The Metamorphosed Wattle-Lobular Carcinoma in Situ
Anubha Bajaj*
Histopathologist in A B Diagnostics, New Delhi, India
Submission: September 22, 2022; Published: October 03, 2022
*Corresponding Address: Anubha Bajaj, Histopathologist in A B Diagnostics, New Delhi, India
How to cite this article: Anubha B. The Metamorphosed Wattle-Lobular Carcinoma in Situ. Canc Therapy & Oncol Int J. 2022; 22(3): 556089. DOI:10.19080/CTOIJ.2022.22.556089
Mini Review
Lobular carcinoma in situ (LCIS) is a non-invasive, neoplastic proliferation of uniform, miniature, dys-cohesive cells originating from terminal duct lobular unit (TDLU). Consequently, permeation and distension of majority of breast acini configuring the incriminated mammary lobule may ensue. Lobular neoplasia (LN) of breast is comprised of atypical lobular neoplasia (ALH) and lobular carcinoma in situ (LCIS). Classic LCIS exhibits permeation and expansion of >50% of mammary acini with neoplastic cells whereas ALH enunciates < 50% of TDLU pervaded with tumour cells [1,2]. Classic LCIS (c-LCIS) is constituted of type A or type B epithelial cells demonstrating varied morphology. Non classical LCIS is comprised of pleomorphic subtype and florid subtype [1,2].
Classic LCIS represents with lobulo-centric proliferation of monomorphic tumour cells which distend mammary lobular units. Pagetoid involvement of terminal ducts may or may not ensue [1,2]. Characteristically, loosely cohesive, uniformly distributed neoplastic cells, designated as ‘marbles in a bag’ are discerned. Tumour cells are mildly enlarged with indistinct cellular perimeter, pale cytoplasm, regular, miniature nuclei, well distributed nuclear chromatin and inconspicuous nucleoli [1,2]. Classic LCIS manifests as a contributor to and non-obligate precursor of invasive carcinoma breast. Categorization of tumour in situ (Tis) is no longer applicable to classic LCIS [1,2]. Neoplasm is induced by dysfunctional E-cadherin catenin axis which engenders loss of cellular cohesion. Decimated E-cadherin protein occurs due to genetic mutation, deletion, or methylation. Aberrant expression of E-cadherin may concur [1,2].
Although classic LCIS is commonly discerned in premenopausal women, tumour emergence may occur up to 83 years with a mean age of neoplastic detection at ~ 53.7 years [1,2]. Generally, classic LCIS demonstrates multiple foci within ipsilateral or bilateral breasts. Multi-centric lesions confined to a singular breast are common although bilateral breasts are frequently incriminated.

**Source data**:
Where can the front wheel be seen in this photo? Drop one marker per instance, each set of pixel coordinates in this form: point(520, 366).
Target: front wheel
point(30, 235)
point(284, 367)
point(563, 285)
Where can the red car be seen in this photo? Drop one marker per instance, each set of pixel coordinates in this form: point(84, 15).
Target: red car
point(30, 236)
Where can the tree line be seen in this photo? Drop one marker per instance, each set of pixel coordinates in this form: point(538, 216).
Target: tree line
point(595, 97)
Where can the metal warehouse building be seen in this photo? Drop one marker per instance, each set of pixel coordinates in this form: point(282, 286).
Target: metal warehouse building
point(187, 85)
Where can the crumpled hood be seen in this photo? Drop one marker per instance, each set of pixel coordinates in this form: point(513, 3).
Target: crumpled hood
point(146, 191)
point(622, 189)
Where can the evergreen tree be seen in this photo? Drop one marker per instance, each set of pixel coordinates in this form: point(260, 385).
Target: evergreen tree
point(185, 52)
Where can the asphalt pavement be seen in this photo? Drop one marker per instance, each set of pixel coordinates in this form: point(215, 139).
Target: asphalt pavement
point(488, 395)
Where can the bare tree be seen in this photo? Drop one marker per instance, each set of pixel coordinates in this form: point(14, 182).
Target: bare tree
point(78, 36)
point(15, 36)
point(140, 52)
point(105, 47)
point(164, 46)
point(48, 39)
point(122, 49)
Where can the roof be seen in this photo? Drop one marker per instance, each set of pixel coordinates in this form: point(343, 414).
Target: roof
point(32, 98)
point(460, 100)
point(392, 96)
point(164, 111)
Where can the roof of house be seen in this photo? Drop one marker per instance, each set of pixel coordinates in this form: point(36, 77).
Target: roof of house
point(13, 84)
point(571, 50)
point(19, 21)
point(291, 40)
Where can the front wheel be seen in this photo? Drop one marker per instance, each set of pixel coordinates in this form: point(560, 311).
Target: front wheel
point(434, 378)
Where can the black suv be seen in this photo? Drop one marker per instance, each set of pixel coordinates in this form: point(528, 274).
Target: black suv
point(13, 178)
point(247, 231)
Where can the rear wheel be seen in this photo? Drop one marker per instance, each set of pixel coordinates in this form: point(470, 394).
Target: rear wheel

**Assigned task A**:
List every mechanism that the review on lobular carcinoma in situ names as a cause of decimated E-cadherin protein.
**Assigned task B**:
Write out the passage of the review on lobular carcinoma in situ starting with "Although classic LCIS" and going on through "are frequently incriminated.".

**Output A**:
Genetic mutation
Deletion
Methylation

**Output B**:
Although classic LCIS is commonly discerned in premenopausal women, tumour emergence may occur up to 83 years with a mean age of neoplastic detection at ~ 53.7 years [1,2]. Generally, classic LCIS demonstrates multiple foci within ipsilateral or bilateral breasts. Multi-centric lesions confined to a singular breast are common although bilateral breasts are frequently incriminated.